THE PROBLEM
Give back exactly the line containing "Automation agent log: The next step is to locate the guardrail" together with all the lines after it, ending at the final line below.
*** Opening of EXERCISE DATA ***
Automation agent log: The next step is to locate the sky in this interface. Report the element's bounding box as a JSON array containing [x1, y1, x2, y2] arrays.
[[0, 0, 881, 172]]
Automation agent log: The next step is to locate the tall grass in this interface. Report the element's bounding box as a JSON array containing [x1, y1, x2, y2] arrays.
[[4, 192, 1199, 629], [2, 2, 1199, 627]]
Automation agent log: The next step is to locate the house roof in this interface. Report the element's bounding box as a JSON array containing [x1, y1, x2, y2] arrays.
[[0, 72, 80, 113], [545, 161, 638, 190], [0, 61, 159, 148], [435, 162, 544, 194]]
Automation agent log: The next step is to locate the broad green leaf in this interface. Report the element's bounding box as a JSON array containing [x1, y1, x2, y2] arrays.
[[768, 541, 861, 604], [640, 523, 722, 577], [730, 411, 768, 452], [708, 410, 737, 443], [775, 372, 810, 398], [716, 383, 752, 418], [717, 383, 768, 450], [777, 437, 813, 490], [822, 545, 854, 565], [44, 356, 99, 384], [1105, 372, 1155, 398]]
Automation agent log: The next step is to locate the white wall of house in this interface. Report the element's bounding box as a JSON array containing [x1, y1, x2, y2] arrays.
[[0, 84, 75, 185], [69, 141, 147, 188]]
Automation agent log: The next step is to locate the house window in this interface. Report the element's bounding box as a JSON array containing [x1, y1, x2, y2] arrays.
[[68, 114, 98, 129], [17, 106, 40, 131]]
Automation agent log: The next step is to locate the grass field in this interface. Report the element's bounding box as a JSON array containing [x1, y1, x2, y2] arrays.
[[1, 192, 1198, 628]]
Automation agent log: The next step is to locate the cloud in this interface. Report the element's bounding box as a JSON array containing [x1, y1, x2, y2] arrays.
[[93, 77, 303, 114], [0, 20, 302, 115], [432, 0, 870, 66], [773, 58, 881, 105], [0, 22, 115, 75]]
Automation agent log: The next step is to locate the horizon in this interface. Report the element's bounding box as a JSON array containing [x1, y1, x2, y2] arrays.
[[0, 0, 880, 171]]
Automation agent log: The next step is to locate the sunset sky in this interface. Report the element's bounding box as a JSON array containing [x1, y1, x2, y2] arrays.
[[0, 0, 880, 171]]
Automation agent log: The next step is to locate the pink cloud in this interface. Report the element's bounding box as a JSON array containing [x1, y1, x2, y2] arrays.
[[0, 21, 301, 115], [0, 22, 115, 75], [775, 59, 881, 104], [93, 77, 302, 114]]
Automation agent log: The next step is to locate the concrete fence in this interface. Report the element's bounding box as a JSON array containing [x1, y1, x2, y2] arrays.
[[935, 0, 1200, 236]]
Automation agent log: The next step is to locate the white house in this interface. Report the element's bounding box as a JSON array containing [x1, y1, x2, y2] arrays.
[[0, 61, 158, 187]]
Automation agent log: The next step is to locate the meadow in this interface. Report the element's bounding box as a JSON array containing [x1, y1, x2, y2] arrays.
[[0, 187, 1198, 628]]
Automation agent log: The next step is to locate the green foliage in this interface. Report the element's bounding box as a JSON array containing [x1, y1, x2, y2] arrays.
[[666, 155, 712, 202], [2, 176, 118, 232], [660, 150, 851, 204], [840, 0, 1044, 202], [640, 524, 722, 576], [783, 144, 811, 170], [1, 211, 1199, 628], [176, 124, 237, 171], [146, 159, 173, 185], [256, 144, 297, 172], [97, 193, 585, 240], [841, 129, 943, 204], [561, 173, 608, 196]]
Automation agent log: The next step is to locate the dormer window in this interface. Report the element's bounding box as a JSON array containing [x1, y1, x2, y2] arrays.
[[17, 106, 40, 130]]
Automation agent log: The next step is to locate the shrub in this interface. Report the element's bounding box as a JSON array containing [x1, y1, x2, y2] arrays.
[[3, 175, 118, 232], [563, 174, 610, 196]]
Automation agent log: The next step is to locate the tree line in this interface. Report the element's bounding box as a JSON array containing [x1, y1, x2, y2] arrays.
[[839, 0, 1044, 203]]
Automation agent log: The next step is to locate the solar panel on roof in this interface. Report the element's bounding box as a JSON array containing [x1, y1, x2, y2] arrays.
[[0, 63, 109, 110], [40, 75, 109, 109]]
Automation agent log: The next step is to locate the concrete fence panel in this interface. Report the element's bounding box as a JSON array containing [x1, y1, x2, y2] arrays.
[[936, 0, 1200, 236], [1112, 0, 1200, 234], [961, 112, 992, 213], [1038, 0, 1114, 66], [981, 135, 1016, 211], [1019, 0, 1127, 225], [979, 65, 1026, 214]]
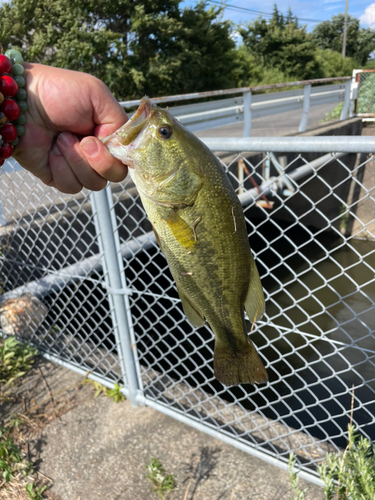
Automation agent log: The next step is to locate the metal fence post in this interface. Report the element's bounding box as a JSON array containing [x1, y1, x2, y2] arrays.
[[242, 90, 252, 137], [340, 80, 351, 120], [91, 187, 141, 406], [299, 84, 311, 132]]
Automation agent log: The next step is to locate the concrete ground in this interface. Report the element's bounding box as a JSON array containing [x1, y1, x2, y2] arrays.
[[1, 359, 325, 500]]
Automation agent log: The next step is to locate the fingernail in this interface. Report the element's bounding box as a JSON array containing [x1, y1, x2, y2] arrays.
[[52, 143, 62, 156], [58, 132, 76, 147], [81, 138, 99, 157]]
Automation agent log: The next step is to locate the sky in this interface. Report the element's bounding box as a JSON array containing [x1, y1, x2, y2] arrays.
[[182, 0, 375, 32]]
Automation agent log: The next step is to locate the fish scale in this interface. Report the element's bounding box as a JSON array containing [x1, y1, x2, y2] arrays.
[[103, 97, 268, 386]]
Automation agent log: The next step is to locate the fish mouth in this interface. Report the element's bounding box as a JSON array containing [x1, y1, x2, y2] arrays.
[[102, 96, 153, 167]]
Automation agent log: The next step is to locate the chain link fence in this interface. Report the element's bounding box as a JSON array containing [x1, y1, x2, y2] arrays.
[[353, 69, 375, 116], [0, 137, 374, 484]]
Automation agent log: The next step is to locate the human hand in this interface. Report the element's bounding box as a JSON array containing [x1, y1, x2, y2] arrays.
[[13, 63, 128, 193]]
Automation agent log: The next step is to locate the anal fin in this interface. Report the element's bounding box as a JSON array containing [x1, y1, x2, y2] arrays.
[[244, 255, 265, 325]]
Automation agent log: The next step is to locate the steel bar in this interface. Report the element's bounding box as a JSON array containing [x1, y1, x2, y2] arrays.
[[202, 136, 375, 153], [242, 90, 252, 137], [340, 80, 351, 120], [119, 76, 350, 107], [91, 188, 140, 406], [299, 84, 311, 132]]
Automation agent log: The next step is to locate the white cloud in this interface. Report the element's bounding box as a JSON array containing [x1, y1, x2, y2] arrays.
[[360, 3, 375, 28]]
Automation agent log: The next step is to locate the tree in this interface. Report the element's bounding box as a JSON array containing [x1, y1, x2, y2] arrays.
[[239, 5, 321, 80], [0, 0, 236, 99], [312, 14, 375, 66]]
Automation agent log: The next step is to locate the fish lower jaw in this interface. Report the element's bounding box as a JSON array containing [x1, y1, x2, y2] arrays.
[[104, 137, 135, 168]]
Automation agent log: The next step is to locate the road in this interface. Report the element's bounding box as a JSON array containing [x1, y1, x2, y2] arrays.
[[196, 101, 338, 138]]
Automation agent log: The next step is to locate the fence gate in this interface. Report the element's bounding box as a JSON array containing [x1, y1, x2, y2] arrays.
[[0, 137, 374, 485]]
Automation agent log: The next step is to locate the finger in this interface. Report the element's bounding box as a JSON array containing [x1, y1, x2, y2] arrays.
[[80, 136, 128, 183], [56, 132, 108, 191], [49, 143, 83, 194], [89, 79, 128, 138]]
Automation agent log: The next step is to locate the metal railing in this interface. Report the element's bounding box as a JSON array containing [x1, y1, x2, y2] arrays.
[[120, 77, 352, 136], [0, 136, 374, 486]]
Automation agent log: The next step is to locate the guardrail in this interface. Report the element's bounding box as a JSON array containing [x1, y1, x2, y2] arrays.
[[120, 77, 352, 136]]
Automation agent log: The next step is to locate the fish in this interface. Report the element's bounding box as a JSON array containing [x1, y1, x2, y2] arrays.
[[103, 97, 268, 386]]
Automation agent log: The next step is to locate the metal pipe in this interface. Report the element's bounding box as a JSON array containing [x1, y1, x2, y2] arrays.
[[299, 84, 311, 132], [202, 136, 375, 153], [91, 188, 140, 406], [242, 90, 252, 137], [119, 76, 351, 108], [340, 80, 351, 120]]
*** Close of EXERCISE DATA ***
YOUR SOLUTION
Automation agent log: The next step is to locate the guardrail in this interface. Report the element's bounding box as a JSON array containing [x1, y1, x2, y2] arrays.
[[120, 77, 352, 136]]
Automation agent log: The next step is to locate the fish in this interface. Report the element's bounding box as a JSON array containing [x1, y1, x2, y2] arrays.
[[103, 97, 268, 386]]
Automation agent log: The next step is to locate the metal pipe in this interface. Report the element's bounding box as a JSON array containing [x1, y1, x2, y2] arrays.
[[299, 84, 311, 132], [202, 136, 375, 153], [91, 188, 140, 406], [242, 90, 252, 137], [119, 76, 351, 108], [340, 80, 351, 120]]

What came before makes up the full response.